**COMPLETE THE FOLLOWING**
1. In the passage about learning engagement, which three measures are averaged to represent an individual learner's engagement?
2. Pick out each row that contains the word "person".

**PROVIDED PASSAGE**
»»
Individual learning engagement is represented as the average of attendance rate, quiz score, and assignment submission. Historical engagement uses the same block structure for previous students, enabling direct comparison between an individual learner’s behavior and the pattern of past learners. Grade information is superimposed separately through pin-shaped markers, and the hover interaction functions as the system’s drill-down mechanism.

The primary data sources are LMS data for attendance, quizzes, assignment submissions, and related behavioral traces; syllabus text for relevance estimation; grade systems for grade display; and traditional curriculum maps or course catalogs for curricular structure. The paper does not provide a full algorithmic data engineering pipeline, but it specifies the conceptual sequence: extract course and student data from existing systems, process and aggregate them, align them with curriculum blocks, and visualize them as layered map elements.
««
**RECORDS**
»»
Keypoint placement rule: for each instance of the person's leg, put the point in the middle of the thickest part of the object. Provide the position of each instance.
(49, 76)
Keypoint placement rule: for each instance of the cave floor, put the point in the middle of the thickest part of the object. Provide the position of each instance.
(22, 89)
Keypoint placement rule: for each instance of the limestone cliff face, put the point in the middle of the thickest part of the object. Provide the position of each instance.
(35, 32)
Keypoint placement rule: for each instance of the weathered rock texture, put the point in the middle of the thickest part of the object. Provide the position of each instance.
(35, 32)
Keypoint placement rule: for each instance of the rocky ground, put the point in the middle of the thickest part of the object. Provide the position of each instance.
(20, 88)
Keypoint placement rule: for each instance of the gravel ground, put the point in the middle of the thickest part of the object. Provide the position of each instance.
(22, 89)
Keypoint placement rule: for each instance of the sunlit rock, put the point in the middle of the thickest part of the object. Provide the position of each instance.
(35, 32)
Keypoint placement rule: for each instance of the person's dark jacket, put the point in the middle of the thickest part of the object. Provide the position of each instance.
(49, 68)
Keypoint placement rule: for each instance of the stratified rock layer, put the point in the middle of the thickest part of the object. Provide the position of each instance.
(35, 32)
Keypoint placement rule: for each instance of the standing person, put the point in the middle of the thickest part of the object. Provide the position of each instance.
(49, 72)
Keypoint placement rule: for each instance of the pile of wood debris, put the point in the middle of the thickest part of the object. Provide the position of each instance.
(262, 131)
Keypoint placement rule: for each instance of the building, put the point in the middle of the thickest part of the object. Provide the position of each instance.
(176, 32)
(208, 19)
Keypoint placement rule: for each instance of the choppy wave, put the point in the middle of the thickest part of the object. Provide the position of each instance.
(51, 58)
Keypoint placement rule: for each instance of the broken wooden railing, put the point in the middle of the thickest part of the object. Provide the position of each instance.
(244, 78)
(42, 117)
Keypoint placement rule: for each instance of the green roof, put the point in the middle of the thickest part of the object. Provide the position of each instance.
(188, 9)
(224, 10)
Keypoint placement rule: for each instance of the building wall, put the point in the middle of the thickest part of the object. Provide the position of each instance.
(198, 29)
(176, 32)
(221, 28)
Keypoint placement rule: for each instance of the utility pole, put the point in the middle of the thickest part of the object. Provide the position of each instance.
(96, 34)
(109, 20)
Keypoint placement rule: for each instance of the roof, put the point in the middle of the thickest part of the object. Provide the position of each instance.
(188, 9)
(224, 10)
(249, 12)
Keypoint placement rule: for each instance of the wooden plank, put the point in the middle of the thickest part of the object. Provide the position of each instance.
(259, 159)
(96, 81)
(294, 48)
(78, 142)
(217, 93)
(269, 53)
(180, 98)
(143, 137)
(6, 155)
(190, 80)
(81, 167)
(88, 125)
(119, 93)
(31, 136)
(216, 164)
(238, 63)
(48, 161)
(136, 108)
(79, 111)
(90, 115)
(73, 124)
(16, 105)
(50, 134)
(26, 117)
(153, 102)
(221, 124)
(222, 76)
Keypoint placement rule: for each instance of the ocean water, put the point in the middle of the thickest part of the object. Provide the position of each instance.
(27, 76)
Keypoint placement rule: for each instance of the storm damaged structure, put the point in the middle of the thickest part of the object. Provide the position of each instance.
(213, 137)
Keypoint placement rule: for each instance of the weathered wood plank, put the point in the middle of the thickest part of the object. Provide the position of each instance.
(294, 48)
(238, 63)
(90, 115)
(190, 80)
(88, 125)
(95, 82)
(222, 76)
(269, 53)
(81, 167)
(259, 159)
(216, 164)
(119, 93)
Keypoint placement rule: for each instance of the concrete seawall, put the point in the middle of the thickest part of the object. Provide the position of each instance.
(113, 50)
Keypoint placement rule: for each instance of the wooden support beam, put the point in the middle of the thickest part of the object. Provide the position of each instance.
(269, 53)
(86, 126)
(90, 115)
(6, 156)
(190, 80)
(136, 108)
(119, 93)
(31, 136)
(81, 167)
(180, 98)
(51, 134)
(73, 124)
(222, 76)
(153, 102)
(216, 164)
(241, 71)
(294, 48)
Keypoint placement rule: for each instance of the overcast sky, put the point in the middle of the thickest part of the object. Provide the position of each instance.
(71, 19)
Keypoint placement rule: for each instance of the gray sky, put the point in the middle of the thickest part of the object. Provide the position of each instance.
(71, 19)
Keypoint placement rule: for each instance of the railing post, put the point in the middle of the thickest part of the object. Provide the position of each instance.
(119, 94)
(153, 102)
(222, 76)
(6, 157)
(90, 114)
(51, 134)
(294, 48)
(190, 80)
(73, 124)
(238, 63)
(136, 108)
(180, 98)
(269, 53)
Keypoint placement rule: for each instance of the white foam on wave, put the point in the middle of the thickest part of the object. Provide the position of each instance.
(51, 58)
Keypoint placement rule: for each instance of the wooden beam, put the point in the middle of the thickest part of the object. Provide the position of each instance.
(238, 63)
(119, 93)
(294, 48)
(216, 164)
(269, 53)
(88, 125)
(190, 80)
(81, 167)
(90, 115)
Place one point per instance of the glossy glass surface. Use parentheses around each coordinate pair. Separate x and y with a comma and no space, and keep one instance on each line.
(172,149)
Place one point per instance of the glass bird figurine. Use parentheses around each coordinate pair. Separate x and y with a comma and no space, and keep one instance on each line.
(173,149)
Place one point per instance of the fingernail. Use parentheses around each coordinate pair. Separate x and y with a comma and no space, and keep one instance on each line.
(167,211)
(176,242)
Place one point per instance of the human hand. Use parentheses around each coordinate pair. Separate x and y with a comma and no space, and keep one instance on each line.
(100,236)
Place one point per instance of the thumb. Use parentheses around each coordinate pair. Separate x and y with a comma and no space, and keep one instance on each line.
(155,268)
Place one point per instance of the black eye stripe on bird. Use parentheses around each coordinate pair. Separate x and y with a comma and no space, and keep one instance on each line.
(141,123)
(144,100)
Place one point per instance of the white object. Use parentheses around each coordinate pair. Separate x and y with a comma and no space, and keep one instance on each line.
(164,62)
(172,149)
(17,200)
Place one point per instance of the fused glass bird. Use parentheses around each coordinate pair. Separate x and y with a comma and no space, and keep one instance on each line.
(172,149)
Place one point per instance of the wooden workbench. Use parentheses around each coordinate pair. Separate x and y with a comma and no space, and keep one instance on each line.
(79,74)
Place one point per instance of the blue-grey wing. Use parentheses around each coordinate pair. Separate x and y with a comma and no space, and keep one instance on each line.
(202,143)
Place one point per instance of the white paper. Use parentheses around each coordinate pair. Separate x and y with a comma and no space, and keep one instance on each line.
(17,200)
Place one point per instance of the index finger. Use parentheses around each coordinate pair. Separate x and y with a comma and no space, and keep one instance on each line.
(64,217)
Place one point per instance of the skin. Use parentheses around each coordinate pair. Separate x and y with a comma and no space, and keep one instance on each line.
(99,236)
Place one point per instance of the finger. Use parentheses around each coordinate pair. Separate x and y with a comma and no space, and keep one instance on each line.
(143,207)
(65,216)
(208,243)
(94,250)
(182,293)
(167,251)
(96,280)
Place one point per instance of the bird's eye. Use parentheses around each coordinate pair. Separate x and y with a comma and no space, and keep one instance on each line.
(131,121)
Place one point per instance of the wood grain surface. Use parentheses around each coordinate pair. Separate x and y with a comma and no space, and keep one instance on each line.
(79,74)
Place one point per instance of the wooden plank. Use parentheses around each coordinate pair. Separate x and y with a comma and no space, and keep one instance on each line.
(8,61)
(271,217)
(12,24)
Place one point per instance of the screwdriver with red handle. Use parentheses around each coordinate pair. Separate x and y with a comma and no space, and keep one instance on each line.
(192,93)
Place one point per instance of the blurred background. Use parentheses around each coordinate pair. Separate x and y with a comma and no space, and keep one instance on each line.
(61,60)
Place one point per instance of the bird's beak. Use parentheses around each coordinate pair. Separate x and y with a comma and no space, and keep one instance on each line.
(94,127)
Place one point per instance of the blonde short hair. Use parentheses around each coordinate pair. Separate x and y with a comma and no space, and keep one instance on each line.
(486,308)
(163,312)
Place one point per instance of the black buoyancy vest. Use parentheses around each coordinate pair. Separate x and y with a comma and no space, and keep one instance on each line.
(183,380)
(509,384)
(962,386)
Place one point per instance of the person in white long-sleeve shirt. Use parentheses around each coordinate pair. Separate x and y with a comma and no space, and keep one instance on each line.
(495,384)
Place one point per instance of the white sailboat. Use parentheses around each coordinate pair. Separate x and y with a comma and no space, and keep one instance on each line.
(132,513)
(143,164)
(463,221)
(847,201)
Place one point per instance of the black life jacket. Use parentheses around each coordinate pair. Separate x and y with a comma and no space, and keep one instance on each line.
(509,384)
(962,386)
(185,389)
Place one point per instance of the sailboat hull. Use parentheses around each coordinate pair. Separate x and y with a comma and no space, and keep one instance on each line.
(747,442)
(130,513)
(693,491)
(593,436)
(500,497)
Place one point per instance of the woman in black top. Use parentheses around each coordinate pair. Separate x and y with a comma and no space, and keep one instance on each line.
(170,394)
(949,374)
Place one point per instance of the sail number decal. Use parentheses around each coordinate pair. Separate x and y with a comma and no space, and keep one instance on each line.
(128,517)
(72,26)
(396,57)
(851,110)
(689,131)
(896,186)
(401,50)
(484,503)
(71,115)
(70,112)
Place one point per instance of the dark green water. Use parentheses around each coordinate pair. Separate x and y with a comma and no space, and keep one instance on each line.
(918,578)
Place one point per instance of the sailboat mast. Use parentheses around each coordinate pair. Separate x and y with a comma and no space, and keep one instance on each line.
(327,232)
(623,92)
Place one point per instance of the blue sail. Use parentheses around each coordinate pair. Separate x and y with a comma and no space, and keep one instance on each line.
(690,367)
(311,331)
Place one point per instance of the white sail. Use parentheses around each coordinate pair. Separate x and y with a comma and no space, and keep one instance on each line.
««
**OUTPUTS IN ORDER**
1. Attendance rate, quiz score, and assignment submission.

2.
Keypoint placement rule: for each instance of the person's leg, put the point in the middle of the thickest part of the object. Provide the position of each instance.
Keypoint placement rule: for each instance of the person's dark jacket, put the point in the middle of the thickest part of the object. Provide the position of each instance.
Keypoint placement rule: for each instance of the standing person, put the point in the middle of the thickest part of the object. Provide the position of each instance.
Place one point per instance of the person in white long-sleeve shirt. Use parentheses around each coordinate pair. Separate x and y with a comma and no space, and keep one instance on each line.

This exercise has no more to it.